From the Lib Dem conference article, return word for word the passage that opens with the words containing "Moreover, with a" and closes with "successful by-election wins.".

# START OF DOCUMENT

September 26, 2023 - 10:00am

What’s the best way to do well at the next election? With Labour ahead in the polls and the Lib Dems achieving highs not seen since Cleggmania, perhaps the most simple strategy might be to shut up and say nothing. 

This is most definitely the best advice for the Lib Dems. Success in by-elections and council elections rests largely on being the protest vote of the sensible middle class. But as this week’s conference in Bournemouth shows, the party has been struggling to reconcile its Nimbyist campaigning at a local level with a national message. The conference has already been divided by Ed Davey’s suggestion that they roll back on housing targets to favour a “community-led approach” instead. Such was the level of animosity caused by this debate that ex-leader Tim Farron described the youth wing of the party’s commitment to a 380,000 housing target as “pure Thatcherism”.

Moreover, with a party led by a man the British public associate with the phrase “don’t know”, the Lib Dem conference this week has found itself on the south coast experimenting with the cheap thrills of a British seaside getaway. So far policy speeches have included mentions of the Barbie movie, Carol Vorderman parachuting in via video link to call for electoral reform, fringe meetings led by Layla Moran plotting to rejoin the EU, and novelty hammers smashing down blue walls — an allusion to the “wave of optimism” that has come with its four successful by-election wins.

Last night brought a chance to get off this strange funfair. Cramming into a sweaty karaoke hall, the party’s motley crew of pro-housing millennials, Nimby councillors, net-zero pensioners and Tory turncoats were scheduled to perform “Gold Stars”, a rewriting of David Baddiel’s 1996 World Cup anthem. This is the party’s take on the “referendum of hate”, replacing the popular refrain of “it’s coming home,” with “we’ll go back in”.

# END OF DOCUMENT
# START OF RAW DATA

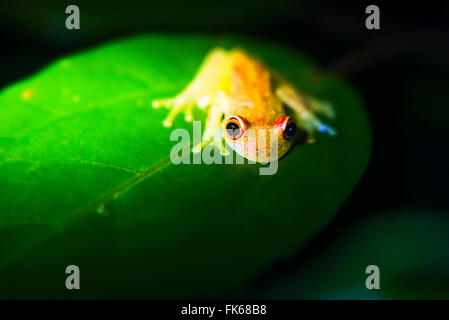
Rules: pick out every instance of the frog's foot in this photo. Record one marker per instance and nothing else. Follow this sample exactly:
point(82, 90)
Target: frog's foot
point(212, 137)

# END OF RAW DATA

= WORKED SOLUTION =
Moreover, with a party led by a man the British public associate with the phrase “don’t know”, the Lib Dem conference this week has found itself on the south coast experimenting with the cheap thrills of a British seaside getaway. So far policy speeches have included mentions of the Barbie movie, Carol Vorderman parachuting in via video link to call for electoral reform, fringe meetings led by Layla Moran plotting to rejoin the EU, and novelty hammers smashing down blue walls — an allusion to the “wave of optimism” that has come with its four successful by-election wins.